● **GIVEN TASK**
Format the lines of the items as a numbered list with blank lines omitted, starting with the line that contains "concrete curb, the" and going on through the line that contains "<point>102,290</point>", both included.

● **Dataset excerpts on object pointing**
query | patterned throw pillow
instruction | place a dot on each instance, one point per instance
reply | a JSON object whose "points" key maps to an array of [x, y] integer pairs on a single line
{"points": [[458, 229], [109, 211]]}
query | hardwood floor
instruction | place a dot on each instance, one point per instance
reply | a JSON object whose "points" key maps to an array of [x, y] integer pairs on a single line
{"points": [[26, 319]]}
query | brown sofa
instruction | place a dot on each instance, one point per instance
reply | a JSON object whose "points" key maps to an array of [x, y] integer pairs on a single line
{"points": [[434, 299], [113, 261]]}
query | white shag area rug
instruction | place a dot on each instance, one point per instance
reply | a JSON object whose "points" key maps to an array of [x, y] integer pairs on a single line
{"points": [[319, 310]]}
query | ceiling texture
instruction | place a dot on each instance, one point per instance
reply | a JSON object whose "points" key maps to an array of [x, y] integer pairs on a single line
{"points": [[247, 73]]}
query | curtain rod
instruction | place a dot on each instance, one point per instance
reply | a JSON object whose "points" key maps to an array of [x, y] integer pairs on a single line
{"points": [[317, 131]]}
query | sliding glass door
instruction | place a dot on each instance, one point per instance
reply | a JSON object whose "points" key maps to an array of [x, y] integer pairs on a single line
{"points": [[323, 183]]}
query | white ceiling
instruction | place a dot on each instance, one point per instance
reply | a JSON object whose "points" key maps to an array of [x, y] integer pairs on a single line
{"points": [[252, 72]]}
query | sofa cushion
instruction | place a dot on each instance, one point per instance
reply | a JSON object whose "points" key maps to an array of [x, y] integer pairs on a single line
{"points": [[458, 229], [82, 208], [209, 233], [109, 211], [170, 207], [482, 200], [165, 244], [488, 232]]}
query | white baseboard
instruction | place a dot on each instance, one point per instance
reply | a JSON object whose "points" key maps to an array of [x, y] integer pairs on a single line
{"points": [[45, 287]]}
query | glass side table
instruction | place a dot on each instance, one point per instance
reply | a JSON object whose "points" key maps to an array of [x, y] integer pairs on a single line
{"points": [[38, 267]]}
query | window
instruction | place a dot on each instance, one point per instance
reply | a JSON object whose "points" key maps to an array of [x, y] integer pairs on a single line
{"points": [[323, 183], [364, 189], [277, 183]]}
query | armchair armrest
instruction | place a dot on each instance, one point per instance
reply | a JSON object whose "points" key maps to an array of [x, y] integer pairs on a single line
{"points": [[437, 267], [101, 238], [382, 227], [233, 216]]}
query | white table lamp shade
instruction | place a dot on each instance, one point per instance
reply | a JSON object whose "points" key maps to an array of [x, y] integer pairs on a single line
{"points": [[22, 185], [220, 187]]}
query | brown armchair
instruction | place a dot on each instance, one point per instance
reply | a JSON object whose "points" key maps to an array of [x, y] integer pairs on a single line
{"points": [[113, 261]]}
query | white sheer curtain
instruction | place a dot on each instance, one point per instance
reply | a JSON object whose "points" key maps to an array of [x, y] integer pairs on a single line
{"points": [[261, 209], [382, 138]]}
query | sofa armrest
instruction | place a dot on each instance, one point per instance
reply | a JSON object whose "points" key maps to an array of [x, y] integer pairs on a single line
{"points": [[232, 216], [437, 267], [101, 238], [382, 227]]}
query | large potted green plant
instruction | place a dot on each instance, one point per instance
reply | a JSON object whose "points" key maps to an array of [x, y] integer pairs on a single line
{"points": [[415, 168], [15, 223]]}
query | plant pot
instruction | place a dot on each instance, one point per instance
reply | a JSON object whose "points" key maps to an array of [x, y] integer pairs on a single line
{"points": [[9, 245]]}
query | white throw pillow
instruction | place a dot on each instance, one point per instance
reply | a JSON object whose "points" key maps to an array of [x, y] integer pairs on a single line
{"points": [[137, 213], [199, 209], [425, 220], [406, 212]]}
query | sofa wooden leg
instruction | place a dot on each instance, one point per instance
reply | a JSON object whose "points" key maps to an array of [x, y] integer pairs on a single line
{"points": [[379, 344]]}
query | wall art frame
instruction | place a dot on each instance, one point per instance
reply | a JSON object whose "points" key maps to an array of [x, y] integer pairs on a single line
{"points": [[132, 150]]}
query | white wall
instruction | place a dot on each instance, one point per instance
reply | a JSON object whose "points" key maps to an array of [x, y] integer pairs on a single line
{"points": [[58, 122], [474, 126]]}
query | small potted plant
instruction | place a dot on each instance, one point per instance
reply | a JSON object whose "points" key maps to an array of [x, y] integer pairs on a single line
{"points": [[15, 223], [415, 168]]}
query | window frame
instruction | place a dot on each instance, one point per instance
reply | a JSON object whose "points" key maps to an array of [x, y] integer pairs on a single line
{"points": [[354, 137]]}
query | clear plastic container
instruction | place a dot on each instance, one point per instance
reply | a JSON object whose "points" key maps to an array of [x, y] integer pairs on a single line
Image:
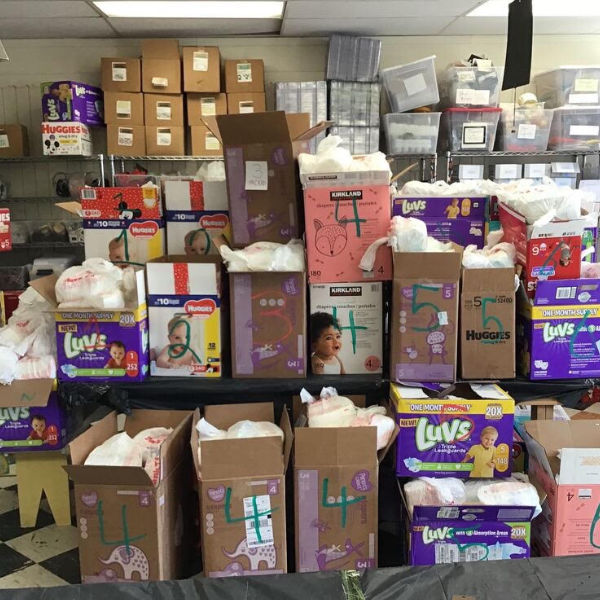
{"points": [[471, 87], [575, 129], [411, 133], [411, 86], [524, 129], [577, 86], [469, 129]]}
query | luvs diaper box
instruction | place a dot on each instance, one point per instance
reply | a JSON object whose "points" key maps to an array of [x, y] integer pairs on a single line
{"points": [[466, 432], [424, 324], [195, 212], [344, 214], [459, 220], [184, 313], [346, 328], [559, 330]]}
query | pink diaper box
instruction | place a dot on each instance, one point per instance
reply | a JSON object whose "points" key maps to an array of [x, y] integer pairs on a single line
{"points": [[345, 213]]}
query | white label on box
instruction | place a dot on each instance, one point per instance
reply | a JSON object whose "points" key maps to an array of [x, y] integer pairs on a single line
{"points": [[526, 131], [163, 137], [124, 109], [119, 72], [163, 111], [259, 529], [200, 60], [257, 175], [472, 97], [415, 84], [244, 72], [584, 130], [208, 107], [125, 137]]}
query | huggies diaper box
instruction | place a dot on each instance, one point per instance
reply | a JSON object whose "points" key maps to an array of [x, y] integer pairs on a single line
{"points": [[184, 312], [468, 432], [459, 220]]}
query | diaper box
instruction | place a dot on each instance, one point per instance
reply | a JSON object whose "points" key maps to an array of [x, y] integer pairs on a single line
{"points": [[31, 417], [129, 527], [424, 323], [466, 431], [458, 220], [344, 214], [268, 324], [550, 251], [72, 101], [559, 330], [346, 328], [184, 314], [242, 499]]}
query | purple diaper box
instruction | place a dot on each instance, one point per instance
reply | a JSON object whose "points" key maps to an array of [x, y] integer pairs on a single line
{"points": [[72, 101], [559, 331], [458, 220]]}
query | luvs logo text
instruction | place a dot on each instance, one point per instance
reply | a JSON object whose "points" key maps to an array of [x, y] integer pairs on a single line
{"points": [[427, 435]]}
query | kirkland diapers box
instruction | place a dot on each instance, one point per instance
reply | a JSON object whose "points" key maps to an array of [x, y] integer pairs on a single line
{"points": [[458, 220], [268, 324], [242, 494], [559, 330], [133, 522], [346, 328], [465, 431], [424, 322], [184, 313], [344, 214]]}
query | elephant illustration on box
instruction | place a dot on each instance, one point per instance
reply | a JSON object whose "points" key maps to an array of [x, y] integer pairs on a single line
{"points": [[132, 560]]}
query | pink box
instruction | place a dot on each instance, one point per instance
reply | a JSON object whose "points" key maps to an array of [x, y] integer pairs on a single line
{"points": [[345, 213]]}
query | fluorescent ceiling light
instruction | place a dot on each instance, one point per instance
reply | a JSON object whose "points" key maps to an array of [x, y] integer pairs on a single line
{"points": [[189, 9], [542, 8]]}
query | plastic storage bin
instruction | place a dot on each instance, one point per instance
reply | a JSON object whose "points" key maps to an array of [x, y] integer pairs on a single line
{"points": [[524, 129], [471, 86], [469, 129], [569, 85], [575, 129], [411, 86], [411, 133]]}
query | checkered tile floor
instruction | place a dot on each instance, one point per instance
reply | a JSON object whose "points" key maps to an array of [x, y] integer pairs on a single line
{"points": [[42, 556]]}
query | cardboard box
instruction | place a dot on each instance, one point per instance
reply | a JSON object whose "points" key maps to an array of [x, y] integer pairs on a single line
{"points": [[200, 106], [124, 108], [31, 418], [550, 251], [163, 109], [557, 331], [201, 69], [352, 313], [126, 141], [204, 142], [455, 437], [13, 141], [161, 66], [131, 529], [73, 139], [121, 74], [458, 220], [196, 212], [246, 102], [72, 101], [260, 151], [244, 76], [242, 494], [268, 324], [424, 322], [344, 214], [184, 312], [487, 324]]}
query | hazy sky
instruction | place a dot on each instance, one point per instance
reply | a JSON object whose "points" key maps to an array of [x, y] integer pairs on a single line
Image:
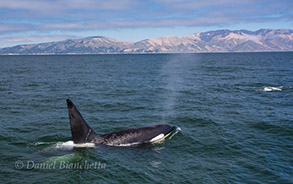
{"points": [[34, 21]]}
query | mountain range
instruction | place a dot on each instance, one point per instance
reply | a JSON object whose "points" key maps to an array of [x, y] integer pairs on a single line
{"points": [[263, 40]]}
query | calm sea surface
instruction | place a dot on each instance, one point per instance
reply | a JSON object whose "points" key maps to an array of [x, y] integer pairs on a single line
{"points": [[235, 112]]}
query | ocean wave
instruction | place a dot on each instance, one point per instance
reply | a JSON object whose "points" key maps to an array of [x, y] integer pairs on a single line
{"points": [[271, 88], [70, 145]]}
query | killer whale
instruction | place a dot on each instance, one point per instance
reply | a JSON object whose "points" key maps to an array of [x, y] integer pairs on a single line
{"points": [[83, 133]]}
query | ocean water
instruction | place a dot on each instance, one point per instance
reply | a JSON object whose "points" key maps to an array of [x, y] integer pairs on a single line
{"points": [[235, 112]]}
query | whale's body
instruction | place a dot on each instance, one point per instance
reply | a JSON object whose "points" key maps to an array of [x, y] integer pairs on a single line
{"points": [[83, 133]]}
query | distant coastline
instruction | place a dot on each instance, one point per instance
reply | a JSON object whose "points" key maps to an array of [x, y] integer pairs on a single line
{"points": [[220, 41]]}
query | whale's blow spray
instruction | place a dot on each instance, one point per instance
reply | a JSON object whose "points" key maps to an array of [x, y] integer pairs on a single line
{"points": [[172, 76]]}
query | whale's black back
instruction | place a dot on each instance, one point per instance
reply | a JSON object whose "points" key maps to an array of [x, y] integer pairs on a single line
{"points": [[82, 132]]}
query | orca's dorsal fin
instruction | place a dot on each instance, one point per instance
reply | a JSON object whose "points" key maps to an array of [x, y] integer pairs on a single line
{"points": [[80, 130]]}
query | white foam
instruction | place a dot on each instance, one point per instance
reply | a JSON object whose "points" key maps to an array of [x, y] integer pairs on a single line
{"points": [[70, 145], [273, 88]]}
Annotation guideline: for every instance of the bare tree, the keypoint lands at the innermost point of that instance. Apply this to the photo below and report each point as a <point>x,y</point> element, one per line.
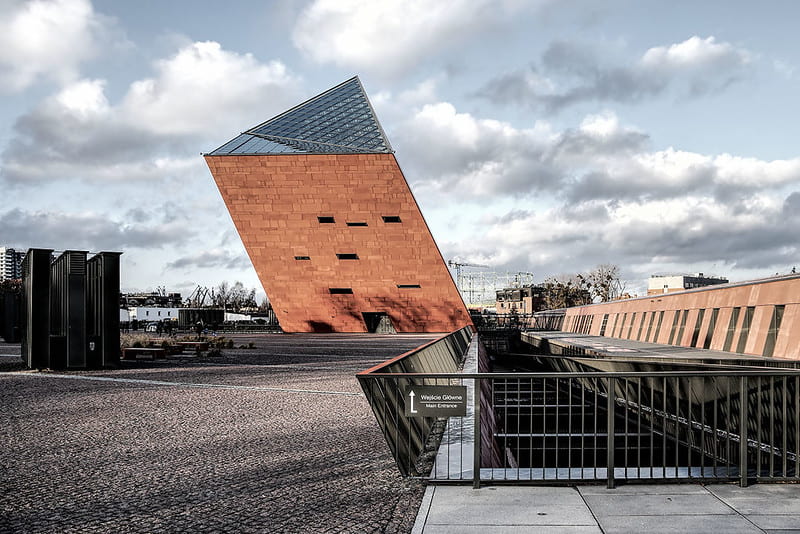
<point>603,282</point>
<point>565,291</point>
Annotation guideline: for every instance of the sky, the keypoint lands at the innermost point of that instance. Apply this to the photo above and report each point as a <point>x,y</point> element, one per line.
<point>543,136</point>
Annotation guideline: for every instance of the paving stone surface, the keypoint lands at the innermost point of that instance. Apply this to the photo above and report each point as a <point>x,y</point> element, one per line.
<point>84,455</point>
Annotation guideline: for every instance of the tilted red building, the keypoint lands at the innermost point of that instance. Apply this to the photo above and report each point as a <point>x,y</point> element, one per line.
<point>330,224</point>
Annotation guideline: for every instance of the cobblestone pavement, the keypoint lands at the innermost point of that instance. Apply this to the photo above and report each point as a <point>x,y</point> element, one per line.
<point>262,450</point>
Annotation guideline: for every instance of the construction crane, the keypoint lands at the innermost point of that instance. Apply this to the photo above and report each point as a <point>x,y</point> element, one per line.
<point>457,266</point>
<point>198,297</point>
<point>467,290</point>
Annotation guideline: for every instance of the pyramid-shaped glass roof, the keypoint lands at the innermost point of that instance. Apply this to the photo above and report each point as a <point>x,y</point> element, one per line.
<point>338,121</point>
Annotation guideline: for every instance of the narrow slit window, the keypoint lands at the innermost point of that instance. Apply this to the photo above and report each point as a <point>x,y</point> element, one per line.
<point>731,329</point>
<point>745,333</point>
<point>697,325</point>
<point>658,326</point>
<point>712,325</point>
<point>774,328</point>
<point>341,290</point>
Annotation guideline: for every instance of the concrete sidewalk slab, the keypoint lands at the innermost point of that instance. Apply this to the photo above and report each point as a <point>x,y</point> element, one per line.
<point>634,524</point>
<point>505,509</point>
<point>667,508</point>
<point>670,504</point>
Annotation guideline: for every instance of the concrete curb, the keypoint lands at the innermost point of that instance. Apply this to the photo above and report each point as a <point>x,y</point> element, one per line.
<point>424,508</point>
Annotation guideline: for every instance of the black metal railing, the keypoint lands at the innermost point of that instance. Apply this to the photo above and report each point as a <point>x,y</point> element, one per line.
<point>549,427</point>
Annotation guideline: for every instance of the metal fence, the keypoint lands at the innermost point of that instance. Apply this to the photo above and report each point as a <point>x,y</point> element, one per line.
<point>550,427</point>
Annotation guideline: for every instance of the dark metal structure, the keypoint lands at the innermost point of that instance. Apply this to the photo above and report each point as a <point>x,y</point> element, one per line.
<point>592,420</point>
<point>10,317</point>
<point>36,308</point>
<point>70,310</point>
<point>102,290</point>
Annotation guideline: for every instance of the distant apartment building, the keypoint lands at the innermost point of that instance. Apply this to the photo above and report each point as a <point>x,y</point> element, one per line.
<point>670,283</point>
<point>11,263</point>
<point>151,299</point>
<point>525,299</point>
<point>153,313</point>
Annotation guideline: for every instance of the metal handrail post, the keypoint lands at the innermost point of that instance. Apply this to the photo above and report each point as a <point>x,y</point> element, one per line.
<point>476,451</point>
<point>610,446</point>
<point>743,431</point>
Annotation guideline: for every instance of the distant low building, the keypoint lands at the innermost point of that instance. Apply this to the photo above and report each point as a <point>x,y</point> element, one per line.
<point>525,299</point>
<point>152,313</point>
<point>152,299</point>
<point>11,263</point>
<point>661,284</point>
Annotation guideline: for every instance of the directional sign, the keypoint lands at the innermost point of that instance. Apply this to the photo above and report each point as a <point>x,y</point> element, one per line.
<point>435,401</point>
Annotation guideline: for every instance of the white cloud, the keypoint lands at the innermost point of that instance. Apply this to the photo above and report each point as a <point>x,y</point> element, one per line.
<point>46,38</point>
<point>458,154</point>
<point>200,97</point>
<point>569,73</point>
<point>695,52</point>
<point>203,87</point>
<point>390,36</point>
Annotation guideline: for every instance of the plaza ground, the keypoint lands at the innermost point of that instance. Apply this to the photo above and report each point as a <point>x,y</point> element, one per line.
<point>277,438</point>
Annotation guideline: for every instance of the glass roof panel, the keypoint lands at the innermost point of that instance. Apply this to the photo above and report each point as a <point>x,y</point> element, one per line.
<point>340,120</point>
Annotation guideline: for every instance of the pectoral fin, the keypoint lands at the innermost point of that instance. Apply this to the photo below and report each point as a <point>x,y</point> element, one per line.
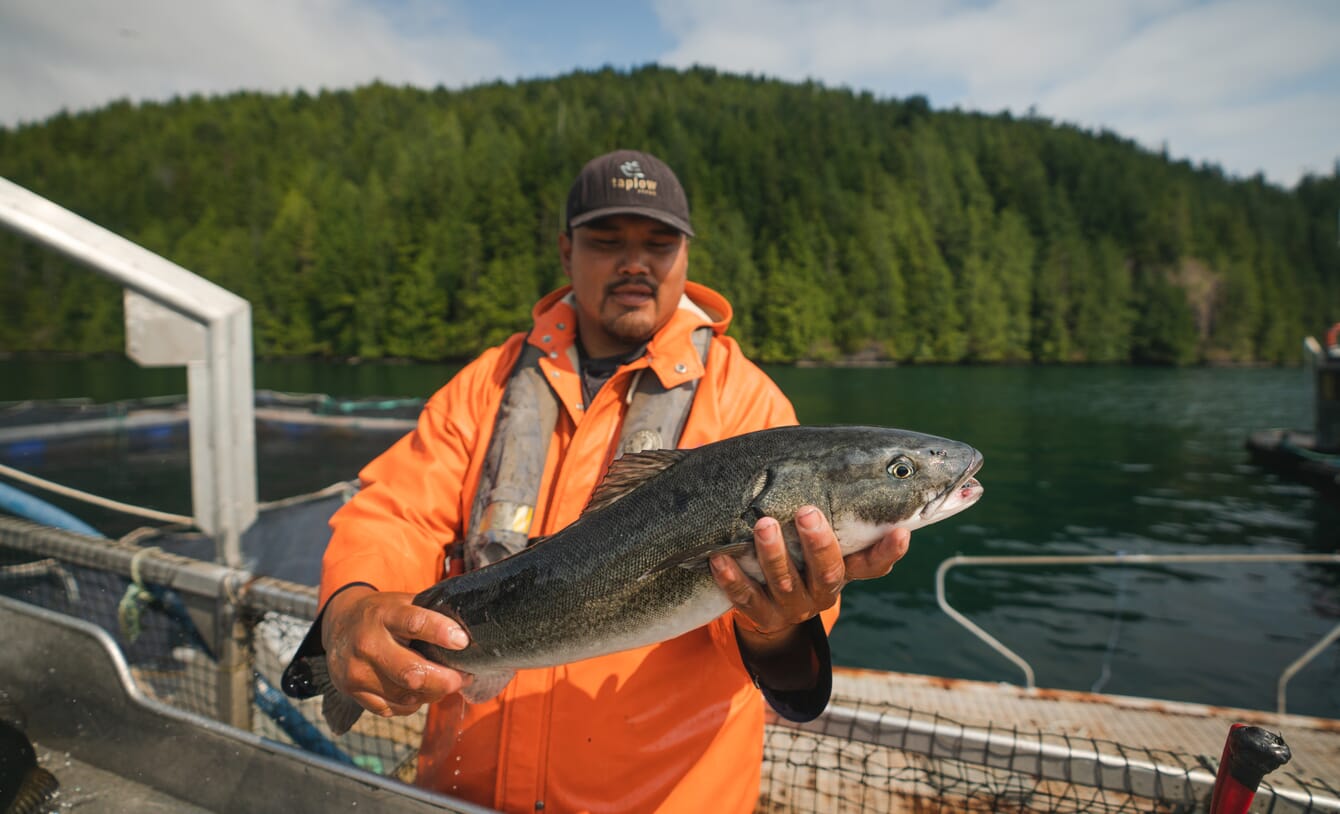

● **SOLUTION**
1. Annotation guideline: for every instance of the concrete curb, the keypoint lands at the innermost point of that instance. Apply this to the photo above and report each point as a <point>x,y</point> element, one per line.
2. <point>424,508</point>
3. Annotation guideline: for every instance of the black metal railing, the keypoint lands at the innermost point of that instance. Apply this to the photo above and report each point as a <point>x,y</point> element, one per line.
4. <point>549,427</point>
5. Annotation guideline: for every instance of the metal fence, the keypoint lands at the innermost point of that instance. Apply this to the photo above and report each point as a <point>x,y</point> element, one per line.
6. <point>550,427</point>
7. Annotation guideline: for every instance of the dark metal structure, the keypoint lands at the innermost point of that instance. Apply this to the photo above and report each point as a <point>x,y</point> element, one per line.
8. <point>592,420</point>
9. <point>10,317</point>
10. <point>36,308</point>
11. <point>70,310</point>
12. <point>102,290</point>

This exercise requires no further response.